## Exercise goal:
Duplicate the records below line for line, leaving the pictures out of your copy.

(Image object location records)

+-------+

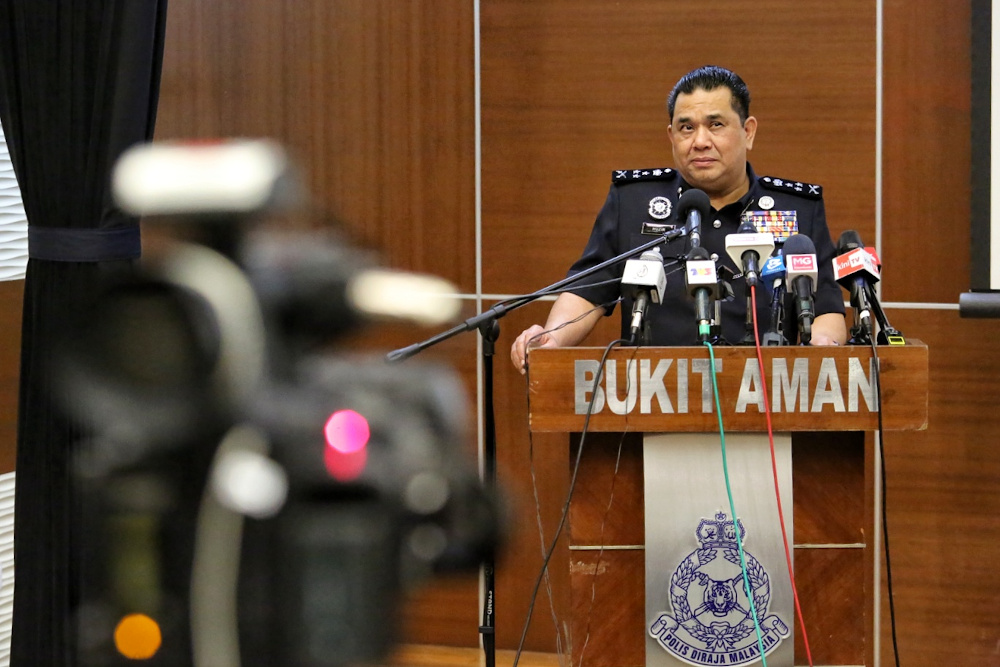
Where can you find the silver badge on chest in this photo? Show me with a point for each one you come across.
(659, 208)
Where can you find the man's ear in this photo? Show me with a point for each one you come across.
(750, 127)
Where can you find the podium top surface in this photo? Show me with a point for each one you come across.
(669, 389)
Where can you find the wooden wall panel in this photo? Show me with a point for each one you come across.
(575, 89)
(926, 150)
(944, 499)
(11, 298)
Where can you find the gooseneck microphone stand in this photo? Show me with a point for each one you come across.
(489, 328)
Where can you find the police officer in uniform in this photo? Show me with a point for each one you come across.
(711, 132)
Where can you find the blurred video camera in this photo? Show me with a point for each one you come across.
(245, 497)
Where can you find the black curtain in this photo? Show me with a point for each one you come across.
(79, 83)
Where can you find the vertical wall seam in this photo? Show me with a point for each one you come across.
(478, 142)
(877, 476)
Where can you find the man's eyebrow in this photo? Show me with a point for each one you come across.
(711, 116)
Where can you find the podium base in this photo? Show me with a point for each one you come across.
(697, 608)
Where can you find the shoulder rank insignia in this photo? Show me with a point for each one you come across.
(795, 187)
(629, 175)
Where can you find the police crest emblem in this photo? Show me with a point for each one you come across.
(659, 208)
(712, 621)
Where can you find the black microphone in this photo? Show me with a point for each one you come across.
(693, 207)
(644, 280)
(746, 247)
(855, 270)
(861, 265)
(773, 277)
(703, 285)
(801, 274)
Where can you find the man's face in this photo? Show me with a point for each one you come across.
(710, 143)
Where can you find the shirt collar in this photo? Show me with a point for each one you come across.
(744, 202)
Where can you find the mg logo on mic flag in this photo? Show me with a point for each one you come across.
(803, 263)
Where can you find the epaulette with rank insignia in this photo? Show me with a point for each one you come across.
(629, 175)
(797, 187)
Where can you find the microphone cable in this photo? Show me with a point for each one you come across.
(877, 374)
(732, 509)
(774, 474)
(572, 486)
(607, 509)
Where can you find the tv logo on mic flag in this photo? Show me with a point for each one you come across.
(802, 263)
(848, 264)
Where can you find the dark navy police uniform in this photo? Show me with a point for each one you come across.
(643, 203)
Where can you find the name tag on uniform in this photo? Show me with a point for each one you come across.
(780, 223)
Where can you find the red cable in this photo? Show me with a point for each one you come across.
(774, 472)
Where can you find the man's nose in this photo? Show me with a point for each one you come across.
(702, 137)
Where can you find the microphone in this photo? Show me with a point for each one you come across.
(773, 277)
(693, 207)
(643, 280)
(746, 247)
(703, 284)
(854, 269)
(861, 271)
(801, 274)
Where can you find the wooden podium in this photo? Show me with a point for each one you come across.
(652, 561)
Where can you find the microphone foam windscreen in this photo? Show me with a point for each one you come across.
(848, 241)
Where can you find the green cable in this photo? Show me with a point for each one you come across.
(732, 510)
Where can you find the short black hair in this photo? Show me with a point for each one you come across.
(709, 78)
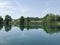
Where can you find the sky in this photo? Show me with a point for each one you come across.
(28, 8)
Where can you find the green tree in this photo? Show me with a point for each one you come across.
(22, 21)
(28, 20)
(1, 20)
(8, 19)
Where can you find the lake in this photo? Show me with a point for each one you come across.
(33, 35)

+-------+

## The output:
Where can you find the silver badge on chest in this photo? Show me with a point for each one you come across.
(659, 208)
Where can you find the man's ear in this photo? Show me with a point for each one you come across.
(750, 127)
Where can you find the podium top surface in this photo? Show me with a point for each one you come across.
(669, 389)
Where can you find the wooden wall panel in this photo? Show me with a point for each one you come across.
(575, 89)
(926, 150)
(944, 499)
(11, 298)
Where can you find the gooseneck microphone stand in this photo? Show me with a point for each one you come across.
(489, 328)
Where can you find the police officer in uniform in this photo? Show me with a point for each one you come across.
(711, 132)
Where can you find the blurred video camera in this photo? Show me with a point for each one you come across.
(245, 497)
Where can you find the black curtain in this photo? Show me with a point for each one you come across.
(79, 83)
Where can you find the vertical wall seam in this photo? Show me with a point for each one you come across.
(478, 142)
(877, 476)
Where can you find the man's eyebrow in this photo? Show me with a point for each one you come across.
(711, 116)
Where can you find the podium base in this photo? Show me with a point for each one you come across.
(697, 608)
Where can you find the shoulder rank insignia in this photo? Show me with a point for each one you come across.
(795, 187)
(629, 175)
Where can you find the police crest emblem in this photo? Show me with a point for each one you come across.
(659, 208)
(712, 621)
Where can you find the black microphone in this photo? Show me with a point for each one you come across.
(693, 207)
(644, 280)
(746, 247)
(855, 270)
(861, 265)
(773, 277)
(703, 285)
(801, 274)
Where can you find the man's face in this photo? Show me with a point for each one you come across.
(710, 143)
Where can you find the shirt collar in this photo? Show me with a point for each one you come across.
(744, 202)
Where can you find the mg logo on mic flag in this photo? Show me with a point for each one you come across.
(803, 263)
Where can you find the epaulette with rank insignia in this photo? Show me with a point for each one you come across.
(629, 175)
(797, 187)
Where can you find the microphone cable in this photo? Show me with a point for each one you come across.
(877, 374)
(732, 509)
(774, 474)
(572, 486)
(607, 509)
Where can you find the tv logo on mic flag in this photo? Show me with a point for each one you come across.
(802, 263)
(848, 264)
Where can you find the dark navy police uniform in this photo? Show me with a point for each one you come across.
(643, 203)
Where can you find the name tag on uniform in this photo? Show me with a point for each one you come across.
(780, 223)
Where can you find the red cable in this photo? Show me with a point for each one you come across.
(774, 472)
Where can you find the man's nose in this photo? Show me with a point for each one you come across.
(702, 137)
Where can you find the microphone in this photo? Show me with a point for each one you come across.
(773, 277)
(693, 207)
(643, 280)
(746, 247)
(703, 284)
(854, 269)
(861, 271)
(801, 274)
Where can you find the wooden podium in this photo? Show me with a point for each one you come across.
(652, 561)
Where can you find the microphone foam windscreen in this photo? Show me with a point for each one you come across.
(848, 241)
Where can you find the green cable in this photo? Show me with a point for each one you come across.
(732, 510)
Where can you find the short black hair in this photo? Show me with a point for each one you come across.
(709, 78)
Where can you find the sky in this photo? Show me with a point for each one you come across.
(28, 8)
Where can you find the green tree in this photo? Show me with a point for each one you come across.
(22, 21)
(28, 20)
(1, 20)
(8, 19)
Where can you find the lake in this photo? Show me with a point for each one you come across.
(33, 35)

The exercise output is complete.